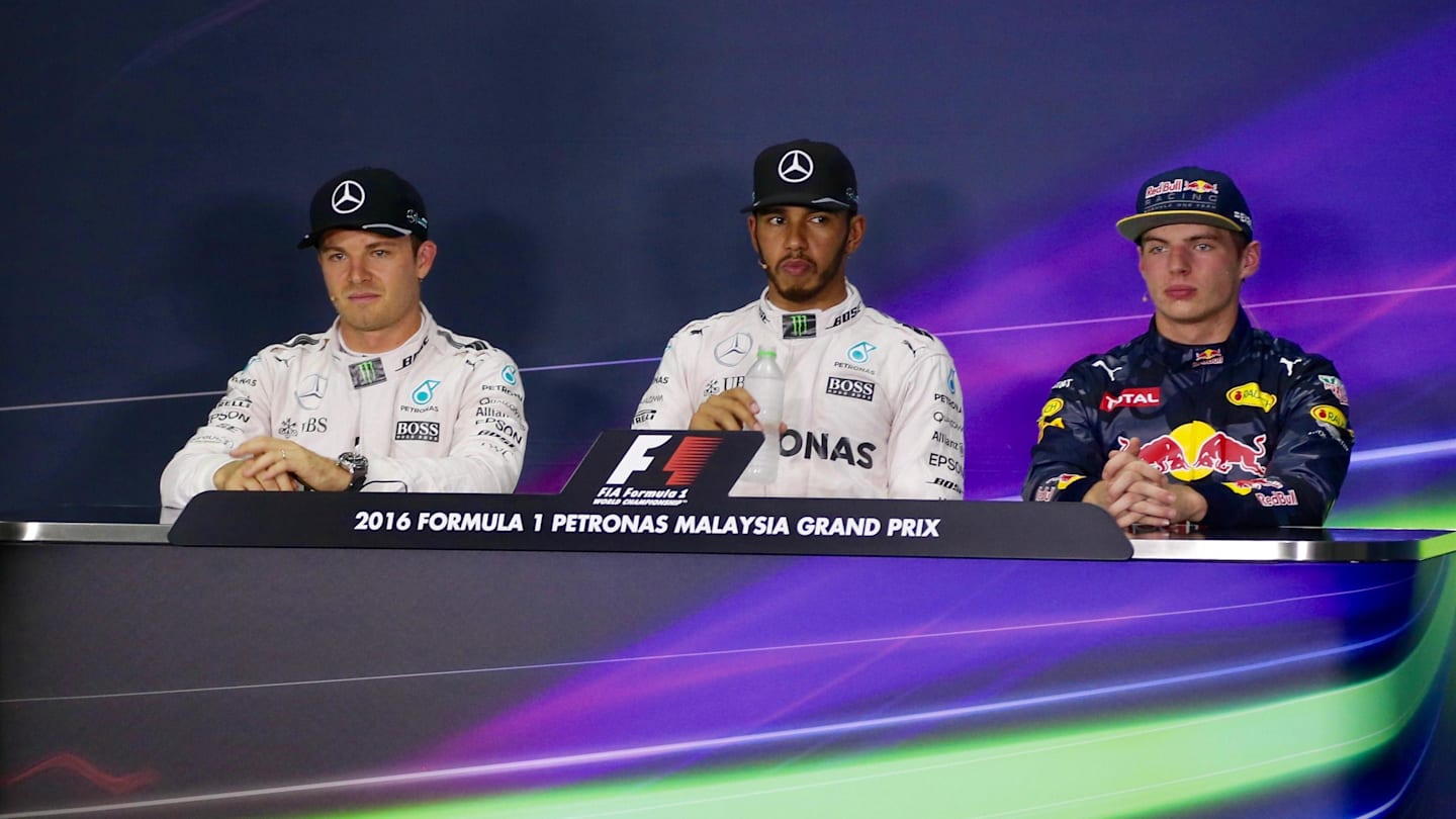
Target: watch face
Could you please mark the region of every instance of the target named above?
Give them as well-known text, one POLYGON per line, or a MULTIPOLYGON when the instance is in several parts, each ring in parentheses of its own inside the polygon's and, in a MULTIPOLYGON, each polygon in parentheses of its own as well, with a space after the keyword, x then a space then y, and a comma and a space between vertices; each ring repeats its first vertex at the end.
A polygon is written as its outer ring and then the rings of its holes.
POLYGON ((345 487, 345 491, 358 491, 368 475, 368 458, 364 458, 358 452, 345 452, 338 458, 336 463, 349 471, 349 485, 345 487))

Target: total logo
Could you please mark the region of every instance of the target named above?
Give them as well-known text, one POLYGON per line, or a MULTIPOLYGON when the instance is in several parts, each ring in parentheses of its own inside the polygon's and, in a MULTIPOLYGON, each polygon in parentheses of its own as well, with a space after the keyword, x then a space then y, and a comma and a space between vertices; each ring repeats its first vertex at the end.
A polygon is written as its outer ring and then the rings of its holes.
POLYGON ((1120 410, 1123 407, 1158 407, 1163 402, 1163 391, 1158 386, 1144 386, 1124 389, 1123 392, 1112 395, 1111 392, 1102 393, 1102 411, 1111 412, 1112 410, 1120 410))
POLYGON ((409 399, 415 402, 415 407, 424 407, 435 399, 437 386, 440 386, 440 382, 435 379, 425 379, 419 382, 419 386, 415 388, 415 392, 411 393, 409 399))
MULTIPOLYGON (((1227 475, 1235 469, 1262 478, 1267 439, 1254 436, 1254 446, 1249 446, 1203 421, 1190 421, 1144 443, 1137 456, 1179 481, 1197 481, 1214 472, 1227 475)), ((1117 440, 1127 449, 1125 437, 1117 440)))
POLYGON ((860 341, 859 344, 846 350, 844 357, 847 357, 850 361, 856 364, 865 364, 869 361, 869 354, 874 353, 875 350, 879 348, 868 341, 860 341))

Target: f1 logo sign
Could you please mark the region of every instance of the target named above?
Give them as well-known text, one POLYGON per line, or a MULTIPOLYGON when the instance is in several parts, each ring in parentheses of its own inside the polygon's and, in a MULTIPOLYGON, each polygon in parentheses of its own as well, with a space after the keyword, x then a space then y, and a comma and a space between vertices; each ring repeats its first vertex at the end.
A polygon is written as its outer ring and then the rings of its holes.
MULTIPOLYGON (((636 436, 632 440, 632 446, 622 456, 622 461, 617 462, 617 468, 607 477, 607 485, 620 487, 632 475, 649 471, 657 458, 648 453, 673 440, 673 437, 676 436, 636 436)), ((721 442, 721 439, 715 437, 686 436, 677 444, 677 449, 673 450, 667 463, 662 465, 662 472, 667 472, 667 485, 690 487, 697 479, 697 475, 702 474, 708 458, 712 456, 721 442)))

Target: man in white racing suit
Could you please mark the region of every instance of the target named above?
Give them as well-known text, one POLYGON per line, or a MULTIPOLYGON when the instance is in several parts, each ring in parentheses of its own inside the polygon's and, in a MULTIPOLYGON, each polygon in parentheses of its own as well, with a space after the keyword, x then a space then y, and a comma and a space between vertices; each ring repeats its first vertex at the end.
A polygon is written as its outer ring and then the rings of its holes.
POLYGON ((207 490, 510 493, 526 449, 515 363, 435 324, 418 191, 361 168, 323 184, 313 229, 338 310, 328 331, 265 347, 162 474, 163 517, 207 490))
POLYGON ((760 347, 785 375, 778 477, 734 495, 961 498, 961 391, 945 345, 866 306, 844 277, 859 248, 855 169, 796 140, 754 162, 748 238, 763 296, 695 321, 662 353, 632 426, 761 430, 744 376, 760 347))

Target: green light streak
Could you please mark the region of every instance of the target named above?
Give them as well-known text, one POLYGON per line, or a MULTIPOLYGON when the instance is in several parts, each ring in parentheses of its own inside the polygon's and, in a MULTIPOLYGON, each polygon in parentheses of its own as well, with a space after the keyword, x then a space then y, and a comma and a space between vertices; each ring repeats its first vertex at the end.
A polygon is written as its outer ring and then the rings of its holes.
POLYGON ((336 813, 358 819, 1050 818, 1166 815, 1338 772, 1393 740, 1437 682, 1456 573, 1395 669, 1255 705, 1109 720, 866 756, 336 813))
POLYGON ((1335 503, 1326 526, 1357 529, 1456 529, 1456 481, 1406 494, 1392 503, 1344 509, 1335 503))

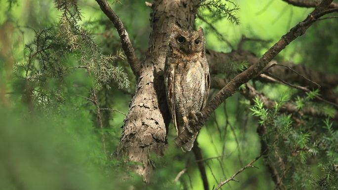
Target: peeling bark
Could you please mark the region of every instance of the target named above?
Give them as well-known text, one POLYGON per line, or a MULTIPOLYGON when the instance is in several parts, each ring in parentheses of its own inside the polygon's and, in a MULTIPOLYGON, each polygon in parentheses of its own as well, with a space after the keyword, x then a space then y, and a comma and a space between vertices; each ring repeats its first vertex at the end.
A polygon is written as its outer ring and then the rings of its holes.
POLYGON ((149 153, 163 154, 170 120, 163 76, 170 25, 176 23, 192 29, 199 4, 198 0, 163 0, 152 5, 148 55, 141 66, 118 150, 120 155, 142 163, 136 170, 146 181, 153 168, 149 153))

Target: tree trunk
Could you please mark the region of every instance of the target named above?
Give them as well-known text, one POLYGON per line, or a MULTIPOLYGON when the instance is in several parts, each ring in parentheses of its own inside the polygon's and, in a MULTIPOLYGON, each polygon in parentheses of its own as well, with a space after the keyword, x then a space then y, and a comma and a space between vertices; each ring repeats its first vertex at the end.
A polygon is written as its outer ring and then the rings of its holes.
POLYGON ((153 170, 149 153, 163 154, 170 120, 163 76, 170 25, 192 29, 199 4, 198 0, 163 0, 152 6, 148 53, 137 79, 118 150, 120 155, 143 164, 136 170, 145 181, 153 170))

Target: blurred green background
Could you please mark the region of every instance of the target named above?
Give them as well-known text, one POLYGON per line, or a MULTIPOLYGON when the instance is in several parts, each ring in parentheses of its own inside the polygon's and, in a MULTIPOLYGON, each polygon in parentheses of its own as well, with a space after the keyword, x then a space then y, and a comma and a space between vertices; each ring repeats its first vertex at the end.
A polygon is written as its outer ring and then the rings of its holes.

※ ※ ※

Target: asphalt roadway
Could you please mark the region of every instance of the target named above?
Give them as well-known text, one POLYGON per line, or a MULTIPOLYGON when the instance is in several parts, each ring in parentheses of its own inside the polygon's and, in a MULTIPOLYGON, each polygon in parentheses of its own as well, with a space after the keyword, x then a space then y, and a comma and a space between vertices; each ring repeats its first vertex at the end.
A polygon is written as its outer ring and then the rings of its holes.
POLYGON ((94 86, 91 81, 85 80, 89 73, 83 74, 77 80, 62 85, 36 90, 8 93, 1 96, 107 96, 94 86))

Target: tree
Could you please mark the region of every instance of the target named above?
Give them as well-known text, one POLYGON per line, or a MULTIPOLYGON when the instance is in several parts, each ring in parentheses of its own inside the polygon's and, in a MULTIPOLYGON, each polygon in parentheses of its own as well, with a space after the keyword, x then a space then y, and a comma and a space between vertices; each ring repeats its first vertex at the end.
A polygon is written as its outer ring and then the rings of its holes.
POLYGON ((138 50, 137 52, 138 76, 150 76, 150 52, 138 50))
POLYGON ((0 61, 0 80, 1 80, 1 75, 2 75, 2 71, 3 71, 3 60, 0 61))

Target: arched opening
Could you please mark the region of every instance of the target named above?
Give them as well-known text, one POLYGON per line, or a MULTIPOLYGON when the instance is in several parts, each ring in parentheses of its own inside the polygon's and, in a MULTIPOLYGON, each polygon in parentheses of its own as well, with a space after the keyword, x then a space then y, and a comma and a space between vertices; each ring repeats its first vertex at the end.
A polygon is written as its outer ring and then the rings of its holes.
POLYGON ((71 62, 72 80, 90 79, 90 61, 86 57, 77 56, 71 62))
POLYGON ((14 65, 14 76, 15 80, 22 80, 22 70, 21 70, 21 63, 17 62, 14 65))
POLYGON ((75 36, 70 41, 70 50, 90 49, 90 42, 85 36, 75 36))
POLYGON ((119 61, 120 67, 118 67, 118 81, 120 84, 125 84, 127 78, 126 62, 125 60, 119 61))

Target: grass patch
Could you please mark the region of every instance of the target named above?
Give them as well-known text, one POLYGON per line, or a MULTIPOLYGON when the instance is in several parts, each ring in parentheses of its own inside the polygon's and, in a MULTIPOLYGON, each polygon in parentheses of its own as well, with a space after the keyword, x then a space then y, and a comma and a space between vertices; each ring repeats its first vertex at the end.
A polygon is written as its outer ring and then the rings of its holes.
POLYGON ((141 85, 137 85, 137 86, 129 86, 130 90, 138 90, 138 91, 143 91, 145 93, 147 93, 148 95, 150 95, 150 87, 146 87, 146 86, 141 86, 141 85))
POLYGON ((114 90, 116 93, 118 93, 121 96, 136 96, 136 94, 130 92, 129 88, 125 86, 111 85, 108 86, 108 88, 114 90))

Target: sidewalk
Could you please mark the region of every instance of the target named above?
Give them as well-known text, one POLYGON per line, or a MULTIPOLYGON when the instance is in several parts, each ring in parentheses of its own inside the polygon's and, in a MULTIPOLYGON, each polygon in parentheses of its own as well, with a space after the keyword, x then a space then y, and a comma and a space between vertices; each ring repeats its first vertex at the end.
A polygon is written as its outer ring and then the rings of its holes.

※ ※ ※

Task to complete: Return, without alteration, the lines above, starting with the line containing "Target: watch face" and continuing through the line containing "POLYGON ((345 487, 345", both of these lines included.

Task output:
Target: watch face
Could you please mark the region of every instance of the target named above?
Give them as well-known text, one POLYGON per line, or a MULTIPOLYGON when the instance is in several parts, each ring in parentheses of its own inside the polygon's and, in a MULTIPOLYGON, each polygon in parentheses of its own as well, with a space after the keyword, x then a space then y, and a comma and a space between vertices; each ring repeats its first vertex at the end.
A polygon is written as its outer ring and then the rings of its holes.
POLYGON ((345 487, 345 491, 358 491, 368 475, 368 458, 364 458, 358 452, 345 452, 338 458, 336 463, 349 471, 349 485, 345 487))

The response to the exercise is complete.